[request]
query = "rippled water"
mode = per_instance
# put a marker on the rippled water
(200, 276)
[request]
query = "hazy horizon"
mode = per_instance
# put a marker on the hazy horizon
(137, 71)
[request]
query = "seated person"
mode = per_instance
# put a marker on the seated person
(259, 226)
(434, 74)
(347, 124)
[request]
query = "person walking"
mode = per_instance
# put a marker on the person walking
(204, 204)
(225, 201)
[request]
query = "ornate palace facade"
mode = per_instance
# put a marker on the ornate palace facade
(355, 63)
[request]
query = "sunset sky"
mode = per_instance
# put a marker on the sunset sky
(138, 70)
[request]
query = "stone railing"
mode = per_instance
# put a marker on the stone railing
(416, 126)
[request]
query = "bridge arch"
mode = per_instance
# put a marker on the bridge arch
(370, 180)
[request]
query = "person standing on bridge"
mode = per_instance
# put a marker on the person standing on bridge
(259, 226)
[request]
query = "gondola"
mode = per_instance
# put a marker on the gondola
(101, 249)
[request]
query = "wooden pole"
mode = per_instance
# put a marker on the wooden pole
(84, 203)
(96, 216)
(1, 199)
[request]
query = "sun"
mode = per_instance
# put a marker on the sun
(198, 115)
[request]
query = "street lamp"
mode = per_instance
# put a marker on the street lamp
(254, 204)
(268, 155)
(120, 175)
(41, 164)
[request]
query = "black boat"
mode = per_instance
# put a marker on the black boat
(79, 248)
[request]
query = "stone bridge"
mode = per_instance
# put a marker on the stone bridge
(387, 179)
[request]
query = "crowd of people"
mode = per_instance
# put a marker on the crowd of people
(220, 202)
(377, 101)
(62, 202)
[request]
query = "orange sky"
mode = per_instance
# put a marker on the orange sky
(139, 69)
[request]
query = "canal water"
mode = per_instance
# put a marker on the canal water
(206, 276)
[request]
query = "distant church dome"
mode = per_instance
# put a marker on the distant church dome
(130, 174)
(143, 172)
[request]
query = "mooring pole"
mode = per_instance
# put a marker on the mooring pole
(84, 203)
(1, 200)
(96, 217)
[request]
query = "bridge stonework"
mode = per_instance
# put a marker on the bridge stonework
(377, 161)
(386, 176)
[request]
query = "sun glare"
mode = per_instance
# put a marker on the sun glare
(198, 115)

▸ **WORK TO DO**
Print all of the data exactly as it was given.

▸ **COMPLETED TASK**
[request]
query = "rippled water"
mode = per_instance
# put a marker on the rippled water
(200, 276)
[request]
query = "hazy horizon"
mode = per_instance
# put a marker on the hazy horizon
(137, 71)
[request]
query = "seated person"
mode = per_instance
# put a marker on the seated person
(259, 226)
(434, 74)
(347, 124)
[request]
query = "person walking"
mode = per_instance
# put a marker on the person walking
(204, 204)
(225, 201)
[request]
query = "ornate palace facade"
mode = per_instance
# put a marker on the ornate palace facade
(355, 63)
[request]
query = "sunset sky"
mode = per_instance
# put a marker on the sunset sky
(138, 70)
[request]
query = "stone railing"
mode = per_instance
# put a marker on the stone railing
(416, 126)
[request]
query = "bridge arch"
mode = per_instance
# put a marker on the bridge arch
(370, 180)
[request]
query = "person standing on bridge"
mode = per_instance
# put a marker on the person standing on bridge
(259, 226)
[request]
query = "gondola"
mode = per_instance
# put a marker on the gondola
(101, 249)
[request]
query = "wooden pole"
mode = per_instance
# put a marker on the wooden pole
(84, 203)
(96, 216)
(1, 199)
[request]
query = "sun"
mode = per_instance
# put a marker on the sun
(198, 115)
[request]
query = "street lamp"
mode = per_instance
# put a marker on the street lamp
(254, 204)
(268, 155)
(120, 175)
(41, 164)
[request]
query = "black boat"
mode = per_instance
# put a marker on the black boat
(79, 248)
[request]
query = "stone bridge"
mode = per_instance
# put a marker on the stone bridge
(387, 179)
[request]
query = "crowd of people"
mode = per_instance
# put a marker on the crowd of people
(220, 202)
(377, 101)
(62, 202)
[request]
query = "orange sky"
mode = per_instance
# put a marker on the orange sky
(139, 69)
[request]
query = "canal water"
mode = per_instance
# put a marker on the canal water
(206, 276)
[request]
query = "distant church dome"
mode = per_instance
# put a marker on the distant church dome
(130, 174)
(143, 172)
[request]
query = "mooring pole"
mode = per_instance
# put a marker on the mooring pole
(84, 203)
(1, 200)
(96, 217)
[request]
query = "bridge stonework"
mode = per_instance
# put a marker on the bridge stonework
(377, 161)
(386, 176)
[request]
query = "sun glare"
mode = per_instance
# put a marker on the sun glare
(198, 115)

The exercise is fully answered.